## Request
Can you rewrite the part of the entries that opens with the line containing "Please outline every instance of the white" and closes with the last line of the entries, both included? Keep the requests unchanged, but multiply every coordinate in the outlines by 0.55 and round each result to a whole number, with halves rounded up.
--- Begin ---
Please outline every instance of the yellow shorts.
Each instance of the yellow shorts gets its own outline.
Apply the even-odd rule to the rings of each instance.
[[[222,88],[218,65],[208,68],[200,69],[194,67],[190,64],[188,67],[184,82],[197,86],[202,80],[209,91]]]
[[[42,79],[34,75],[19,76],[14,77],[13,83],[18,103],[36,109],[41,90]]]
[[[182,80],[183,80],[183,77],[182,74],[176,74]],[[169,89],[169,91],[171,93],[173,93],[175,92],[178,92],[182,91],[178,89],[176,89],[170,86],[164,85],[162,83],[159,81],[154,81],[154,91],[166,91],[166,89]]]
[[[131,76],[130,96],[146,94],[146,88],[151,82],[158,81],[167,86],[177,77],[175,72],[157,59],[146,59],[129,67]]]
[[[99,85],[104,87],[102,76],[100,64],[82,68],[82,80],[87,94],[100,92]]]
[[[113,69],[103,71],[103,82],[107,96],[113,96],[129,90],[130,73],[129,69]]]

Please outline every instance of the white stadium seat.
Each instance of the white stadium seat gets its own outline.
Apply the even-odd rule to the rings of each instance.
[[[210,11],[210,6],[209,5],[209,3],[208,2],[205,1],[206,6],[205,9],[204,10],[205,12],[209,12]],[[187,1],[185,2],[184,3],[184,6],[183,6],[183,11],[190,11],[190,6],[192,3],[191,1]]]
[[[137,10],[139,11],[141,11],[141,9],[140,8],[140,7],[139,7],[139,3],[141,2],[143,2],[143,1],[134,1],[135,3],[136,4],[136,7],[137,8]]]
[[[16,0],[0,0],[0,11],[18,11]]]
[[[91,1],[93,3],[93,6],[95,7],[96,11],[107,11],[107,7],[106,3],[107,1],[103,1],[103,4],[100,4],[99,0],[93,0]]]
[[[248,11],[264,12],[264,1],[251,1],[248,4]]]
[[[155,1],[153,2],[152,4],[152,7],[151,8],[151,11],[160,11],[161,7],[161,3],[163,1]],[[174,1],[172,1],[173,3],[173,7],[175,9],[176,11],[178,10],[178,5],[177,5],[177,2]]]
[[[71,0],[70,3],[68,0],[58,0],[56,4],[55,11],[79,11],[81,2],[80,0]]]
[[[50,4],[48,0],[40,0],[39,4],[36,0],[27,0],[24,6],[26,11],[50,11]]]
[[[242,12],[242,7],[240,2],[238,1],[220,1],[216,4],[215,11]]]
--- End ---
## Solution for this problem
Please outline every instance of the white stadium seat.
Each instance of the white stadium seat gets its own outline.
Apply the even-odd rule to the rings of each instance.
[[[116,6],[116,3],[115,3],[115,2],[114,1],[113,1],[113,3],[113,5],[112,6],[113,7],[115,7]],[[103,1],[102,1],[101,2],[101,3],[101,3],[101,6],[105,6],[105,3],[106,2],[105,1]]]
[[[75,6],[76,6],[78,6],[78,5],[77,4],[77,4],[76,4],[76,2],[78,1],[79,1],[79,1],[74,1],[74,2],[75,2],[75,4],[75,4]]]
[[[9,0],[0,0],[0,6],[10,6]]]
[[[50,1],[51,2],[51,3],[52,4],[53,6],[59,6],[59,4],[58,2],[59,1],[57,1],[57,2],[55,2],[54,0],[51,0]]]
[[[136,6],[145,7],[145,1],[138,1],[136,2]]]
[[[85,1],[84,1],[84,2],[84,4],[83,4],[83,6],[88,6],[89,4],[89,2],[90,1]],[[96,1],[95,1],[95,2],[95,4],[96,5],[97,6],[98,6],[98,3],[97,3],[97,1]]]
[[[39,0],[39,2],[37,0],[32,0],[31,2],[30,6],[43,6],[45,1],[44,0]]]
[[[28,2],[26,0],[22,0],[21,2],[20,0],[15,0],[13,3],[14,6],[28,6]]]
[[[133,7],[133,4],[132,1],[131,1],[121,1],[119,2],[118,6]]]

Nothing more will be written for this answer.